Work order: Find the string "brim" in the records and copy each line where it occurs.
** Provided records follows **
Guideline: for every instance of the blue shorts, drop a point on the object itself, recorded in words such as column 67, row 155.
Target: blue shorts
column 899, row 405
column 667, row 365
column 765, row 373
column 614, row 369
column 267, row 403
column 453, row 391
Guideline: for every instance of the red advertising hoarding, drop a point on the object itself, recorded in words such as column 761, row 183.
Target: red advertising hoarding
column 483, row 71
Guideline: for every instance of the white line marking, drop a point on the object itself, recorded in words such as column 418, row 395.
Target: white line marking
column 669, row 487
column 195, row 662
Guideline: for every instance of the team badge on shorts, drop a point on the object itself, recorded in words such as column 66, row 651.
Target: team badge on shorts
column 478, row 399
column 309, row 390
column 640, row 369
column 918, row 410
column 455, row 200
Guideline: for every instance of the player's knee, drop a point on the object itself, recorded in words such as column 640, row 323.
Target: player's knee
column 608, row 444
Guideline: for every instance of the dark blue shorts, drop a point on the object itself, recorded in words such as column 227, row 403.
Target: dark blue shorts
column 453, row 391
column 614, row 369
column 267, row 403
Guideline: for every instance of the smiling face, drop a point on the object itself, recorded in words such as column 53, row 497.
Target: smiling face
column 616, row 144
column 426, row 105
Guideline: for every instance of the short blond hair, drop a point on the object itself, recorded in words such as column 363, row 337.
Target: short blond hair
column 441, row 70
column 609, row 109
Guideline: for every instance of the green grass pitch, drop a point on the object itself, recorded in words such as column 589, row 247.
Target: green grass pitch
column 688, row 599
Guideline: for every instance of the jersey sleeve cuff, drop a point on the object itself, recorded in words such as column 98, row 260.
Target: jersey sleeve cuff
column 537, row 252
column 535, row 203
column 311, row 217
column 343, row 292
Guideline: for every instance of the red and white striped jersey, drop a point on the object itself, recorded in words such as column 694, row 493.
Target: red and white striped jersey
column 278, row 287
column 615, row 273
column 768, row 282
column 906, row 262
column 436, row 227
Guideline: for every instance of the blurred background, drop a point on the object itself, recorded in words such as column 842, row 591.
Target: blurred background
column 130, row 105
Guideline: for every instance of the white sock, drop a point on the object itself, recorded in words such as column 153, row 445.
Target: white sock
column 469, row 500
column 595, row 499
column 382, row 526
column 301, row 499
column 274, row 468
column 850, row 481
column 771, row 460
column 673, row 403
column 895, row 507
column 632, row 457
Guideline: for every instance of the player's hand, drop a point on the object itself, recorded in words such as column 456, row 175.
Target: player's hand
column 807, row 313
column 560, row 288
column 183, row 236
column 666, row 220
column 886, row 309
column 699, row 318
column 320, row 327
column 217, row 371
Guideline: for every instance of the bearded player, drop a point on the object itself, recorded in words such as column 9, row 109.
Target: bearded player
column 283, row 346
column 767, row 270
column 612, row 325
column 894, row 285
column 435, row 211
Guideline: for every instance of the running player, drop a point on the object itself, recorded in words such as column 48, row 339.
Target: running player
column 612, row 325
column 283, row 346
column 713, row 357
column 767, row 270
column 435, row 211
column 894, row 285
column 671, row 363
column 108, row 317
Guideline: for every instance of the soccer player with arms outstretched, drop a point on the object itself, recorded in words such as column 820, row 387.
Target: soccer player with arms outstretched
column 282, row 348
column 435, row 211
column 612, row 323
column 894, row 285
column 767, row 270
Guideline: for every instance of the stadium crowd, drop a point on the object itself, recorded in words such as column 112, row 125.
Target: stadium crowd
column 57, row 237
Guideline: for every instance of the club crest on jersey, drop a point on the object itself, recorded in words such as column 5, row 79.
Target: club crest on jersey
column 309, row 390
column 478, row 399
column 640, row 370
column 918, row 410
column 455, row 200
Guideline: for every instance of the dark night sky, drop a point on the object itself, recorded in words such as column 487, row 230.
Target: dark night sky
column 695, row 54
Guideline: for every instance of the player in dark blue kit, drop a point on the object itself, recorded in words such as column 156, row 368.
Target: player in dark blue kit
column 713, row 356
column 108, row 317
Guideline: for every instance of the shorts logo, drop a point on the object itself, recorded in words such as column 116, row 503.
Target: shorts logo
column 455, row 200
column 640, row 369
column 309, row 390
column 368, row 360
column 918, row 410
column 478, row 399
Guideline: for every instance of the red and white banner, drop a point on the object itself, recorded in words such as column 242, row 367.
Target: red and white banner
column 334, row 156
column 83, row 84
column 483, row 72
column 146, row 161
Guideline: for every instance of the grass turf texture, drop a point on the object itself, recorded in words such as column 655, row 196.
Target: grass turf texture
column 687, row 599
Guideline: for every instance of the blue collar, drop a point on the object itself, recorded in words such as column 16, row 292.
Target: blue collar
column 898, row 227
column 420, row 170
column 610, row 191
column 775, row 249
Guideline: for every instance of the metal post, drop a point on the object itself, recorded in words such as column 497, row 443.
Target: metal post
** End of Provided records **
** Provided records follows **
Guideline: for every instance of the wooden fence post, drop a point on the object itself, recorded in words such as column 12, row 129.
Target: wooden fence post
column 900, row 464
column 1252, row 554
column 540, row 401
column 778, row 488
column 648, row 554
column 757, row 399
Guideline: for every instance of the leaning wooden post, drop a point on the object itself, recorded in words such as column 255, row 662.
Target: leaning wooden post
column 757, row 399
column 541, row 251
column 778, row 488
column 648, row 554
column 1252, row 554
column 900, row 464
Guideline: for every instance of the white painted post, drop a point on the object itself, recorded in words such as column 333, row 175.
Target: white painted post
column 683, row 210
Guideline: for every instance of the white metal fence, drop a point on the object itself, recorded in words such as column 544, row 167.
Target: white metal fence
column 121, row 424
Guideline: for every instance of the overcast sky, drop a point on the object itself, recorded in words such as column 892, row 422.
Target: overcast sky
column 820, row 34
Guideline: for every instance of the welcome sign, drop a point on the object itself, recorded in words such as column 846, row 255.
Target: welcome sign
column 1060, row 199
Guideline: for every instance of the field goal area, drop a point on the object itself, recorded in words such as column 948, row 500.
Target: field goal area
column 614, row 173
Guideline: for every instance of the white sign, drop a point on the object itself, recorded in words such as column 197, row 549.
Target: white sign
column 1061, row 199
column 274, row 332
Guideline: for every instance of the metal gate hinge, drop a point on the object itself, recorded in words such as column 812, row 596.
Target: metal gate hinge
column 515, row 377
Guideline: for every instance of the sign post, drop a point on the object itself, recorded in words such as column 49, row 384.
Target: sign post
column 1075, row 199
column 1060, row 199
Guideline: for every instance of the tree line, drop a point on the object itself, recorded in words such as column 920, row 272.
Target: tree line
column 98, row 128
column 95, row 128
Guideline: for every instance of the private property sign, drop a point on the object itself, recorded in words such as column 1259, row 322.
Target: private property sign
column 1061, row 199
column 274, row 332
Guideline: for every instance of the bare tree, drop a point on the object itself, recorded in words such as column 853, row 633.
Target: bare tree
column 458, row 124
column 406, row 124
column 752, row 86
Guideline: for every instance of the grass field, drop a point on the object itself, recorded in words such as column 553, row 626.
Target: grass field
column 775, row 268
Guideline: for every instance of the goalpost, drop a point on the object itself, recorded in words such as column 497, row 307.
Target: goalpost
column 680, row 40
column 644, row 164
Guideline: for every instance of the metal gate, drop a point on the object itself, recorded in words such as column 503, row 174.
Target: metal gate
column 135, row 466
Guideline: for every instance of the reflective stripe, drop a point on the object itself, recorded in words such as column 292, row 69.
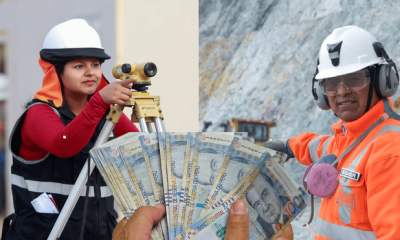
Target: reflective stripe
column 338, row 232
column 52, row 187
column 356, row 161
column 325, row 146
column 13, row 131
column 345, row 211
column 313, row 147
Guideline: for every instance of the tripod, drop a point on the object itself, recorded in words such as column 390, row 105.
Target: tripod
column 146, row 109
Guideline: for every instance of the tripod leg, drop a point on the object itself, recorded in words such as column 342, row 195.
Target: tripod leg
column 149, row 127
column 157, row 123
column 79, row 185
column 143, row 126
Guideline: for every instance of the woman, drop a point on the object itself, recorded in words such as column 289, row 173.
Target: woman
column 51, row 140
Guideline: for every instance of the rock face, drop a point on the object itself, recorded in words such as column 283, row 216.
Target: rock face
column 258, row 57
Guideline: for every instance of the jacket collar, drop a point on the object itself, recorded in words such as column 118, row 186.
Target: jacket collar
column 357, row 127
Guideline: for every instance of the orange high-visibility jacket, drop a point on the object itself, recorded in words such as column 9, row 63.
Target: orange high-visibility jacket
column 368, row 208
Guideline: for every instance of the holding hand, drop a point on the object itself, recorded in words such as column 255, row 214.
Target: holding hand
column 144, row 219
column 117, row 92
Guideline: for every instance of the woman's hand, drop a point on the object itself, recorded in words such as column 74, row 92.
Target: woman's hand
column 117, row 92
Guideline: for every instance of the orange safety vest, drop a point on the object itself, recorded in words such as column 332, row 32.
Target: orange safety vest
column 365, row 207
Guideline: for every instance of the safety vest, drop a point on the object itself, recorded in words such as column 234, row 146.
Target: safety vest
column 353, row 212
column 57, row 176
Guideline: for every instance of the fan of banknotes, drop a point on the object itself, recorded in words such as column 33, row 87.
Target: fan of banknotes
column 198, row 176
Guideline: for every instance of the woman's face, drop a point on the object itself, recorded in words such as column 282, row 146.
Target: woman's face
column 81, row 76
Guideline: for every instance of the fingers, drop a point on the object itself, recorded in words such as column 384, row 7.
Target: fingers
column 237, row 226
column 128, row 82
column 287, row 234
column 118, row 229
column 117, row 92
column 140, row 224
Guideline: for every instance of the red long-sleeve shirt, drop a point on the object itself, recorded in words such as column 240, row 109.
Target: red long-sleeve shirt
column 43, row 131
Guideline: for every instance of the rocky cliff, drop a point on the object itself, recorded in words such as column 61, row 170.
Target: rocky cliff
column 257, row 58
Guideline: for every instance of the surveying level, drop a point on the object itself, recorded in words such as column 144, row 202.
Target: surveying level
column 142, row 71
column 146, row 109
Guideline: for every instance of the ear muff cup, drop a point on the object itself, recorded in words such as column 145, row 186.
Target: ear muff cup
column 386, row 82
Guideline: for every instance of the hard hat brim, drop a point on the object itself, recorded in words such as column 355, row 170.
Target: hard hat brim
** End of Provided records **
Result:
Guideline: for every instance of the hard hat brim, drop a point on the object itself, recorded in words such as column 355, row 170.
Target: hard hat brim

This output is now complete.